## [Problem]
Transcribe the entries below exactly; leave every image out.

## [Information]

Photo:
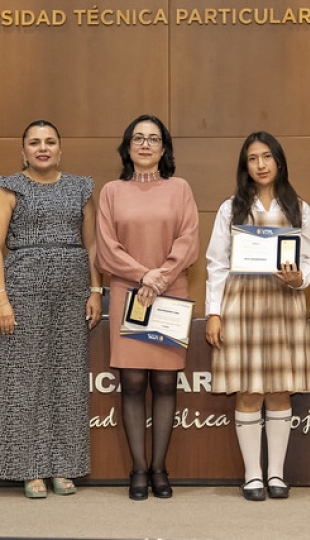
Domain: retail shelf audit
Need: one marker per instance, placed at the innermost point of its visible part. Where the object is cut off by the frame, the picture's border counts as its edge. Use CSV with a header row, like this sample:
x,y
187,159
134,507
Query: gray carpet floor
x,y
193,513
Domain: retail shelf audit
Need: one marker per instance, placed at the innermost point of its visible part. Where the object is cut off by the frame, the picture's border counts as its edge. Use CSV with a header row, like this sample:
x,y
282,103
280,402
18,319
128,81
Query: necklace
x,y
42,179
146,177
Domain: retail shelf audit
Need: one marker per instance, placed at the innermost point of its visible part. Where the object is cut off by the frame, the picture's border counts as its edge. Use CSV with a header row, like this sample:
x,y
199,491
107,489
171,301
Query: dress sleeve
x,y
218,259
111,256
185,248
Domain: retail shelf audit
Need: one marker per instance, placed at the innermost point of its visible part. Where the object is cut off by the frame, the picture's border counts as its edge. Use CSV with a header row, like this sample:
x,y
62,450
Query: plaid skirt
x,y
266,345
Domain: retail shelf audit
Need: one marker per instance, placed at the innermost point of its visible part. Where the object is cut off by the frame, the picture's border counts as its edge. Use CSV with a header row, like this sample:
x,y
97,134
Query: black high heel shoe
x,y
138,486
160,484
278,492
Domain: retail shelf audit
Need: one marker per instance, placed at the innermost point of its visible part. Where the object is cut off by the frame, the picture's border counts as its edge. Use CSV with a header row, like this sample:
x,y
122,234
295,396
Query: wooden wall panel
x,y
89,80
230,79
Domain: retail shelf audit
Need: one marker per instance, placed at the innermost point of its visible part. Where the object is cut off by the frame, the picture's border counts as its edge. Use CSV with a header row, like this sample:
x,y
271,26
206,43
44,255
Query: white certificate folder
x,y
166,322
262,250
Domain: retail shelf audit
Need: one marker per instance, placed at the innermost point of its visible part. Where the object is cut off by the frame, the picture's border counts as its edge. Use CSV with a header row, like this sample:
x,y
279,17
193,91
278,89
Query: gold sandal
x,y
63,486
33,489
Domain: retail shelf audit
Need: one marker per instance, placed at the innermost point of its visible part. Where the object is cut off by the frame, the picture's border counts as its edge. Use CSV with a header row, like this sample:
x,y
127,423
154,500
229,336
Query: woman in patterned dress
x,y
48,224
147,237
257,323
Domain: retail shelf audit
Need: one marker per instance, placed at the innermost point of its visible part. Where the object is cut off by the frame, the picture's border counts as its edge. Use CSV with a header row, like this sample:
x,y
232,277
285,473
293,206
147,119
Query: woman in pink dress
x,y
147,232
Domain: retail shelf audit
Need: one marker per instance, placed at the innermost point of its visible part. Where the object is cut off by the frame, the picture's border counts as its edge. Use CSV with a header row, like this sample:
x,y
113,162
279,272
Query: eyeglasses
x,y
153,142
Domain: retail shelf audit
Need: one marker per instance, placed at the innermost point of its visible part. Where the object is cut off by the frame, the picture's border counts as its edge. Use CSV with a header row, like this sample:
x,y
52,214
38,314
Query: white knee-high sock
x,y
278,429
249,433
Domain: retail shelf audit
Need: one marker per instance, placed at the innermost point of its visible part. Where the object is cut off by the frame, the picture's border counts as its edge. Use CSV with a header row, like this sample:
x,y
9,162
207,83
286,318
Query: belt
x,y
47,246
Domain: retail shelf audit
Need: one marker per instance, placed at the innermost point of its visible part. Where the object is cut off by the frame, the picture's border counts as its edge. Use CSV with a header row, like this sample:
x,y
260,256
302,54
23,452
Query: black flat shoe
x,y
277,492
138,485
160,484
255,494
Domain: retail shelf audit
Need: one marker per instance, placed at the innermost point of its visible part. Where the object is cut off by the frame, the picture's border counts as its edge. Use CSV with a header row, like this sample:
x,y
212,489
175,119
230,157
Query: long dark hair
x,y
40,123
284,192
166,165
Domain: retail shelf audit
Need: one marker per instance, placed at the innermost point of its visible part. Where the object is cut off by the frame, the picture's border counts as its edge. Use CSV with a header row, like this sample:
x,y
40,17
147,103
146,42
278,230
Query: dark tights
x,y
134,385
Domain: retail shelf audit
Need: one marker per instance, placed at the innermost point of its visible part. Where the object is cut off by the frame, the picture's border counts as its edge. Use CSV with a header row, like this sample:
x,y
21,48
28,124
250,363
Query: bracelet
x,y
96,289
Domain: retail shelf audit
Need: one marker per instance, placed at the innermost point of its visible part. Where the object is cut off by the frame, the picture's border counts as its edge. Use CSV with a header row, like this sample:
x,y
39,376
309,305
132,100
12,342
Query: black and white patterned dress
x,y
44,423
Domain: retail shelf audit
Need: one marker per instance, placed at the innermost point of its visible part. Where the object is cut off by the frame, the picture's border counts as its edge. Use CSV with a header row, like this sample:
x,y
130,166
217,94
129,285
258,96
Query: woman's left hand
x,y
93,309
290,275
146,296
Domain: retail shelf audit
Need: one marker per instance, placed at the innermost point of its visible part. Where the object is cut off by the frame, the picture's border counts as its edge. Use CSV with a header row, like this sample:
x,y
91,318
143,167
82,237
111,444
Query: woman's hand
x,y
290,275
146,296
214,331
93,309
155,280
7,319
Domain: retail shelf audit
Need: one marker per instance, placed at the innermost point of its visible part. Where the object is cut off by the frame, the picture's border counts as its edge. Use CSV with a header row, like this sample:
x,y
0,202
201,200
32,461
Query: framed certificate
x,y
261,250
166,322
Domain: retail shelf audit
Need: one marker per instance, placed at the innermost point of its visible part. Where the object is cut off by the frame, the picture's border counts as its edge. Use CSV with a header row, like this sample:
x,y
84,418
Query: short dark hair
x,y
246,192
41,123
166,165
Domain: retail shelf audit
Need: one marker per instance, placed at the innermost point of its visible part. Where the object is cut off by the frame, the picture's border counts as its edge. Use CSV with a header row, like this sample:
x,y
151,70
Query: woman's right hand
x,y
146,296
214,331
7,319
156,280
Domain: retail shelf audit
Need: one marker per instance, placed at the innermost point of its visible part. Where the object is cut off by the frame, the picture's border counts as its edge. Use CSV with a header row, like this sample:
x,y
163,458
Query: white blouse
x,y
218,252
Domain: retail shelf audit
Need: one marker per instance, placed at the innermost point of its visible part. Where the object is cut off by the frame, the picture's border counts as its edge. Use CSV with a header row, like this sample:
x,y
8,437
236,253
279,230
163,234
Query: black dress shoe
x,y
138,485
160,484
255,494
277,492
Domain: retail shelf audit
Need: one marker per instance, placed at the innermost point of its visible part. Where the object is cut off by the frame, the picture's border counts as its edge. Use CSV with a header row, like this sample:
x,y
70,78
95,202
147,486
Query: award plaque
x,y
288,250
137,314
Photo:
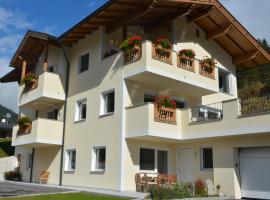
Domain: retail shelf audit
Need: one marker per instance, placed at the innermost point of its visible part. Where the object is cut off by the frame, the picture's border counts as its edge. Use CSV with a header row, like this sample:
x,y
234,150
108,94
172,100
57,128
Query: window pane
x,y
84,62
110,102
83,111
101,158
147,159
207,158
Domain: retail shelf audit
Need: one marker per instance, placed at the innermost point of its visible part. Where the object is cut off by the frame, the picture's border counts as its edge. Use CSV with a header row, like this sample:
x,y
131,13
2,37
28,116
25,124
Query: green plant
x,y
24,121
177,191
130,43
164,43
200,189
165,101
210,62
188,53
13,176
29,79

## [Result of the exercise]
Photo:
Domain: retail shelf audit
Need: one marker per instance, placed at the innermost point of its visible part. Where the object is cut off by the frame, the picture's border counts as its edge. Use CSV with a header row, like this sample:
x,y
187,159
134,507
Query: gray carpet floor
x,y
193,513
Domain: retail shelf audit
Need: one marker per instance, placed at the innermost point of its visible part. Where the object is cut off by the frame, the picture's border counts as its edge. Use CSV with a header row, like this sample:
x,y
282,103
280,402
18,319
128,81
Query: necklace
x,y
42,179
146,177
Domain: retail shelf audit
Need: one marker per instance, placed at the innermost point of its visible part. Where the object is cut off by the frame, the picture's border counts as its edge. Use CSV with a header row, like this sample:
x,y
199,491
107,489
171,301
Query: dress sleeve
x,y
218,259
111,256
185,248
Domain: retail shelf audit
Need: one marker per instance, placed at the innermost point of its visible part. Where the object is cut off by the frame, the picture's border counts as its edge. Use CSV with a header row, like this sample:
x,y
62,450
Query: plaid skirt
x,y
266,345
Domain: retail shelf audit
Need: one marker per instance, placed at the innermost point of its visible part. Where the object is cut off by the frame, the picture's border counts as its edge. Use CSV with a header row, like this sample:
x,y
97,134
Query: black high heel shoe
x,y
138,486
160,484
278,492
Domain: retail shelf audit
Need: one marker per instance, placed at the innermost point of its visible part. Where the object is cut off by the frame, the picture's border counts as its edge. Use CSV with a header row, like this sample:
x,y
122,234
295,396
Query: wooden wall panel
x,y
89,80
230,79
Domain: retail shelf audit
Need: one marker per instance, placed at the innermost point of its visible part. Where the object is cut off by the frame, the picture's border counts as its edge. Use CSV with a header row, like this sample:
x,y
271,26
206,43
44,255
Query: white certificate folder
x,y
166,322
262,250
Domain: retail shelf audit
Need: one marker per instance, placed at the innermost point of its visible part. Where the object is cut off by the frame, the picture's border counts as its edge. Use CSV with a header row, like this sample:
x,y
279,17
193,91
278,89
Query: gold sandal
x,y
63,486
33,489
Domain: retail shelf audit
Need: one marker per instance, placed at the innermost point of its visible part. Where the object is cut off by the frame, the picture's border counts as its edge. Use CSV with a header row, like this sample:
x,y
127,423
154,500
229,336
Query: woman in patterned dress
x,y
48,224
147,237
257,323
Domain: retail shelf audit
Need: one marker per instance, placed at the innermost point of its visible part. Where the object is cut off by the frame, the picture's border counts as its edge. Use CSV with a header row, like this sample:
x,y
232,277
285,473
293,206
147,119
Query: woman in pink dress
x,y
147,232
Domain: retail shelf audit
Need: one marker per instance, placed at the innermost point of its visible part. Where the object is cut off by the frame, the picture's border counts as its edge. Use CSV with a header row, like this sample:
x,y
113,162
279,272
Query: eyeglasses
x,y
153,142
Domain: retail shelf audit
Need: one marker per instance, placed at the innermost point of its visible part. Where the object is cut off by the frame, the picture's border counts as its edge. Use CSV with a header row, like this sample:
x,y
52,214
38,314
Query: white knee-high sock
x,y
278,429
249,433
Domain: retail shelf audit
Need: one marker per instance, placed at the innermost point of its visible part. Where the object is cut off by the frame, the picture's border counts as its edge. Use CSV with a header row, like this sample:
x,y
9,162
207,83
286,318
Query: belt
x,y
47,246
Domain: retail shelf audit
Need: one marker per instance, placed at the innermost point of its visible part. Where the object is cut off by the frame, the picture's border counts as its edge. Use CSV with a header row, like this sample:
x,y
260,256
302,54
23,452
Query: black flat shoe
x,y
277,492
138,485
160,484
255,494
Domain: retail shelf audit
Need: one marker per instance, placed at the innermost point of its visible part. Where the object is cut off by the frame, the picture's border counts as its edge. Use CSV with a header row, like this sample:
x,y
212,489
175,119
230,157
Query: long dark hair
x,y
40,123
284,192
166,165
Domain: retail shelf audit
Need: one marker per instance, placed at the innermost point of its visible part. Where the object is cut off by the frame, the picture's border counts as its edge. Use CSV with a header row, like this sample:
x,y
40,17
147,103
146,42
278,230
Query: dark tights
x,y
134,385
Domain: retail shelf audit
Need: one marker per instance, placed at the innermost point of its visible part. Where the object is cut off by the frame, the picture's border counts as its edge. Use CSV with a header row, like this sample:
x,y
21,48
28,124
250,363
Query: bracelet
x,y
96,289
Domain: retail shelf audit
Need: one marker per instance, placed at the innermost point of its visible part. Where the object is cut off by the frame, the picture's border counts as its edge. Use CSV with a header row, like this sample:
x,y
39,376
309,305
132,100
12,342
Query: black and white patterned dress
x,y
44,423
Domain: retail shelf audit
Need: one marker per instance, placed at the innermost point of its visible part. Where the object is cut off by the frame, the picture's border counts as its edge. Use CSV with a header row, like this sample:
x,y
130,166
217,94
129,285
258,96
Query: woman's left hand
x,y
93,309
290,275
146,296
Domain: retail shelf audit
Need: one marker per instance, placed at the innermost point of its visible part. Where the object is cut off by the frame, the picture's border counts as its edge. Use CSV with a header row, like this sample:
x,y
91,318
143,167
82,237
111,444
Query: woman's hand
x,y
290,275
146,296
214,331
93,309
155,280
7,319
Domain: retail shelf audit
Need: one marker per instance, placed at the innermost point of its visible part. Where the object is cut off by the frame, the picture's border counts as its edge. Use CSV with a header row, like this sample:
x,y
0,202
201,200
32,461
Query: framed certificate
x,y
261,250
166,322
Domain: retail shelf audit
Need: one marker per instance, placed at the innermost point of its visible part. Where the object is cut off by the frame, the picture's border counts as its edge. Use CSV with a header row, like this sample:
x,y
84,418
Query: short dark hair
x,y
246,192
41,123
166,165
Domain: retail shelf audit
Need: one marker per instance, placed at the innermost point of its visible part. Where the object is cut off by the frame, the picture's border counts as its edge. Use CSV with a header row, like this sample:
x,y
151,70
Query: woman's right hand
x,y
146,296
214,331
7,319
156,280
Domain: retail shelf audit
Need: one marker per instance, placed at the innermost point of its visible part. Where the object is cut off by the frame, the picture's border counts as its edge. Use CSV with a header row, like this sample:
x,y
163,458
Query: white blouse
x,y
218,252
Domain: retail shelf audit
Need: one marker per instance, placed at the innermost point of its visible part. Where the object is cut off by the frame, the picture's border counts as its edge. Use CSV with a header row, like this sample:
x,y
8,437
236,253
279,230
163,234
Query: black dress shoe
x,y
138,485
160,484
255,494
277,492
Domain: retail shelf audit
Need: one marker per instance, placed at the innermost point of its visible part. Where the object is cut off by the frame, the picture's border counts as its edge. Use CSV with a header row, like this sample:
x,y
70,78
95,202
147,486
Query: award plaque
x,y
288,250
137,314
Photo:
Domain: retail shelf audit
Need: one marker per instance, placed at the innermost point of its visible part. Where the object is cut off by the frame, the picture's border counts as its edge. Use CSV with a header row, like this sample:
x,y
234,150
108,94
172,100
57,128
Query: window pane
x,y
84,62
110,102
83,111
101,158
147,159
207,158
Domain: retail shelf audit
Need: one marker per instance, placed at the innermost point of its visible part. Where the object is cut off by the frame, the picture's border counts as its edge. Use CSV with a header row, like this sample:
x,y
131,13
2,37
28,116
25,124
Query: green plant
x,y
24,121
177,191
130,43
164,43
200,189
165,101
210,62
188,53
13,176
29,79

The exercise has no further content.